### Task
Can you pick out and copy every line in the block of data below that contains the word "jacket"? Case counts, so match capitals and lowercase letters exactly.

### A block of data
────────
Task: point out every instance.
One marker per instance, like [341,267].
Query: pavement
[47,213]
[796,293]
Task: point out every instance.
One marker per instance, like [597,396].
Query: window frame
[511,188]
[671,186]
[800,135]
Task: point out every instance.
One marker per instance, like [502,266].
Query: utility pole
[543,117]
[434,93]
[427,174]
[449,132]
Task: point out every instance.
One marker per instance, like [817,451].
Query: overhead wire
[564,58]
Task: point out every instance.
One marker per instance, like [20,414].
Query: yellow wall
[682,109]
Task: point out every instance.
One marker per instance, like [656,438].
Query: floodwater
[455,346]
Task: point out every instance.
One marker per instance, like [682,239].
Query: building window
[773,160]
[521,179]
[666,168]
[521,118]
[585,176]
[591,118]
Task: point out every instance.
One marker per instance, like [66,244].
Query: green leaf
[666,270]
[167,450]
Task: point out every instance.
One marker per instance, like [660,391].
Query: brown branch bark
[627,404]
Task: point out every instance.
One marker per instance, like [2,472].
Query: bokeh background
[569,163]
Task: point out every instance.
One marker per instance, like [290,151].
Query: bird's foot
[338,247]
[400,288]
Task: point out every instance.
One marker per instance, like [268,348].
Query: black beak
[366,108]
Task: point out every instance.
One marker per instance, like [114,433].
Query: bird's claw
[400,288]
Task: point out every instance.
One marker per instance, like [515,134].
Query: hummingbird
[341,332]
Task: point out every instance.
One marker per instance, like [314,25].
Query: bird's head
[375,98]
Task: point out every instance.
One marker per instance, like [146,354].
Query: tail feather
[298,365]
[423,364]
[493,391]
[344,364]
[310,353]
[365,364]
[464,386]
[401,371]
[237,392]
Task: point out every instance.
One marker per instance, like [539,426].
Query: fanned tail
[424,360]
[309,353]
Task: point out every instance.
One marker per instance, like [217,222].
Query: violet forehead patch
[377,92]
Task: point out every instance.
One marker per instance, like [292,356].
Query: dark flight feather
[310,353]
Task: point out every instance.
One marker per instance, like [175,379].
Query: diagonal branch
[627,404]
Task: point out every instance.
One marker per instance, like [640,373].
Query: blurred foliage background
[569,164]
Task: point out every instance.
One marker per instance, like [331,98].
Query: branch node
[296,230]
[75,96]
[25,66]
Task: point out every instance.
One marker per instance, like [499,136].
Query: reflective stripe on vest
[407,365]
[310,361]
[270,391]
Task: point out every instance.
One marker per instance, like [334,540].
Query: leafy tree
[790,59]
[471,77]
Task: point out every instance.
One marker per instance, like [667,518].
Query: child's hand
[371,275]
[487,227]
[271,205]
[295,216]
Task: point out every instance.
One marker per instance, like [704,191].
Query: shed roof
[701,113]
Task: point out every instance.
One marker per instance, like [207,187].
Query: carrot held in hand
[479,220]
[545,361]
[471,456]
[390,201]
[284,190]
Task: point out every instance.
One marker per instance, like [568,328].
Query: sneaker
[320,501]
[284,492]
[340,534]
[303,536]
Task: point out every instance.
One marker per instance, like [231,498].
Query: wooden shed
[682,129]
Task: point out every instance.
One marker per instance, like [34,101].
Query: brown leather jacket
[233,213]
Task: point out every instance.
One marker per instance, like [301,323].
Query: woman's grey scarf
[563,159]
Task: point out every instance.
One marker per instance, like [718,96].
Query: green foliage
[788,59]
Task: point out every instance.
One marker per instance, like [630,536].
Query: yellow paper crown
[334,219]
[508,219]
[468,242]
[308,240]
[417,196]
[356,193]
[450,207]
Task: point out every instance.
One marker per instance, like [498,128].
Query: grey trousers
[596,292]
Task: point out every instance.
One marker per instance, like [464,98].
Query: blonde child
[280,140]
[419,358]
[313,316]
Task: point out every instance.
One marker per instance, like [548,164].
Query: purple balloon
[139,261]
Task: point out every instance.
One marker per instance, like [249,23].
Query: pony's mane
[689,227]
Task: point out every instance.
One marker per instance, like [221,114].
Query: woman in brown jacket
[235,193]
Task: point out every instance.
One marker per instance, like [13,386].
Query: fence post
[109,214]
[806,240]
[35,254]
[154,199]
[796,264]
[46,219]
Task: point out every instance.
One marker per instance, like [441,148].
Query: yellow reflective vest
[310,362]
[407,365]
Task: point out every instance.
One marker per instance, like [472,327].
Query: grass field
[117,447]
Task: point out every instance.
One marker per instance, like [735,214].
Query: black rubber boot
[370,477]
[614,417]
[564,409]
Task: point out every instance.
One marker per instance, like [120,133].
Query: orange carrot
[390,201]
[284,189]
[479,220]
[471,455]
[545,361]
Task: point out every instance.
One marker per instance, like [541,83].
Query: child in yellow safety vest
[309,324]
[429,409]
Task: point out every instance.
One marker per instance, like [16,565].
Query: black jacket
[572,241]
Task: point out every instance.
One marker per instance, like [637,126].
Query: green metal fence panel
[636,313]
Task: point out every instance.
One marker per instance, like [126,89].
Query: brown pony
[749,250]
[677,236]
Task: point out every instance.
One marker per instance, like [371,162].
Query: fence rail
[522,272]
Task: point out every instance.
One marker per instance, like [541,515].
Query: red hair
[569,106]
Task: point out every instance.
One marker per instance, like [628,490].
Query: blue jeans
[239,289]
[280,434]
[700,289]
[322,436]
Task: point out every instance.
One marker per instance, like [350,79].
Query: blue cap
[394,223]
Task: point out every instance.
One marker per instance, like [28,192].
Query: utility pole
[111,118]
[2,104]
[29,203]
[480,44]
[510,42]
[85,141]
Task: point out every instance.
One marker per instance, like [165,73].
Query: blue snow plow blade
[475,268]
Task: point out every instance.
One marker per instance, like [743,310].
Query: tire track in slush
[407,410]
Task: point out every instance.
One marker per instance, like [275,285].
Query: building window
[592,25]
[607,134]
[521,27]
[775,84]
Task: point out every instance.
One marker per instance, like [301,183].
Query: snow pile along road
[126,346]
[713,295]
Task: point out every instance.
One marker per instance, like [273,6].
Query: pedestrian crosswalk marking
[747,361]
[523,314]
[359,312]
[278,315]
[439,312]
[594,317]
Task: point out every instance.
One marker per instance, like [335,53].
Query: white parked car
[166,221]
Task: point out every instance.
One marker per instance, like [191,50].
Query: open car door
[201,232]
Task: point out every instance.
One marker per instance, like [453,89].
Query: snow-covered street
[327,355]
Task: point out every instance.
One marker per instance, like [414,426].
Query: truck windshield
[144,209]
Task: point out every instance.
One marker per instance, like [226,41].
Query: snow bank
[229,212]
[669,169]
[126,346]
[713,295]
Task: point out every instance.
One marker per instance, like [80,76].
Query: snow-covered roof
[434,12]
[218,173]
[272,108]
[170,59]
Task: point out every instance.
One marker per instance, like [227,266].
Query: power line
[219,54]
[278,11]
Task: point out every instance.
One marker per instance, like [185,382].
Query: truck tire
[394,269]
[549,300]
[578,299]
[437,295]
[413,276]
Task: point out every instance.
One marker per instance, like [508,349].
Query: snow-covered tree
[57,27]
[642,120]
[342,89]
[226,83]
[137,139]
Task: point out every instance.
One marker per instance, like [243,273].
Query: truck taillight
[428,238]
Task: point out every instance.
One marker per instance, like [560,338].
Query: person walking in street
────────
### Complete output
Query: brown leather jacket
Query: woman in brown jacket
Query: black jacket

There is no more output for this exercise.